### Exercise
Rescale only the stretch of material starting at the line containing "Practice. Indicate each instance of the french" and ending at the line containing "x=252, y=229", both included, reproducing every line, requests too, with each answer coordinate multiplied by 2.15 and rounded to a whole number, halves up. Keep the format-sample coordinates and the request wording unchanged.
┌────────
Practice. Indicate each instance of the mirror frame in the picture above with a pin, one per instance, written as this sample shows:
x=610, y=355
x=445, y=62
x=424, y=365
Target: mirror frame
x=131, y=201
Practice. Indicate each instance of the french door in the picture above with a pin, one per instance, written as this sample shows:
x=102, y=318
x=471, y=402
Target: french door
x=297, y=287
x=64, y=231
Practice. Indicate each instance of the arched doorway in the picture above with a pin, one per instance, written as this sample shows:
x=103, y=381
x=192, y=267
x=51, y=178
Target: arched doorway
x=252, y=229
└────────
┌────────
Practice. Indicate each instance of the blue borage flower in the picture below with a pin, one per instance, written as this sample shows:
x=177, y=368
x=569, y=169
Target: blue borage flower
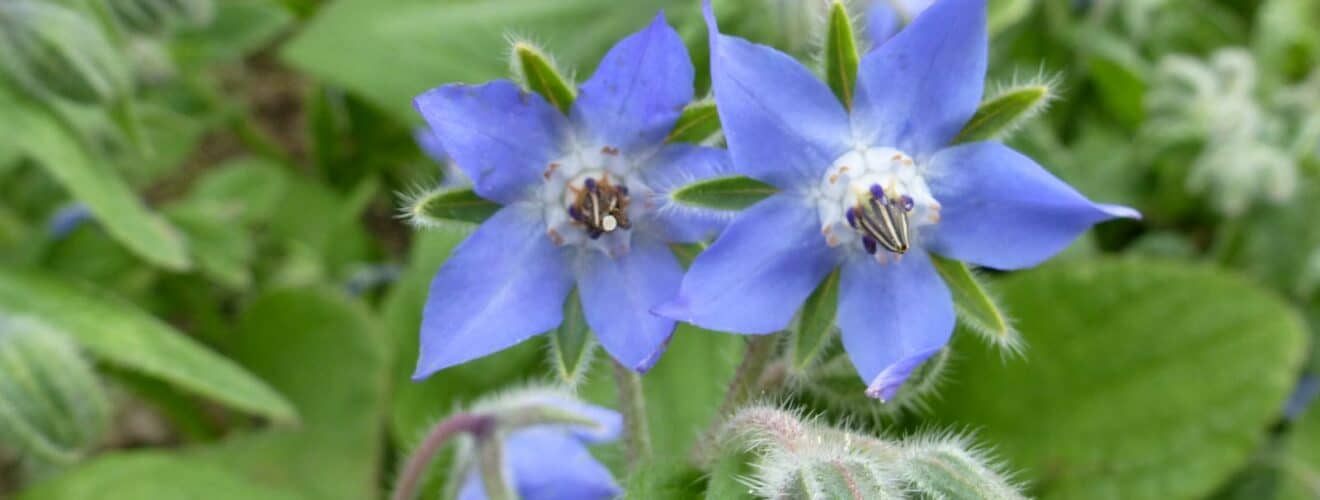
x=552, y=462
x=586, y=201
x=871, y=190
└────────
### Answer in full
Practice. Indicate each instance of the french door in the picture above with a pin, one per instance, written as this sample shows:
x=102, y=318
x=471, y=402
Target: french door
x=639, y=617
x=138, y=497
Practice. Indicate each instance of the arched doorway in the picture above with a pin, one per instance, written as this sample shows:
x=103, y=381
x=192, y=267
x=51, y=178
Target: arched doorway
x=542, y=492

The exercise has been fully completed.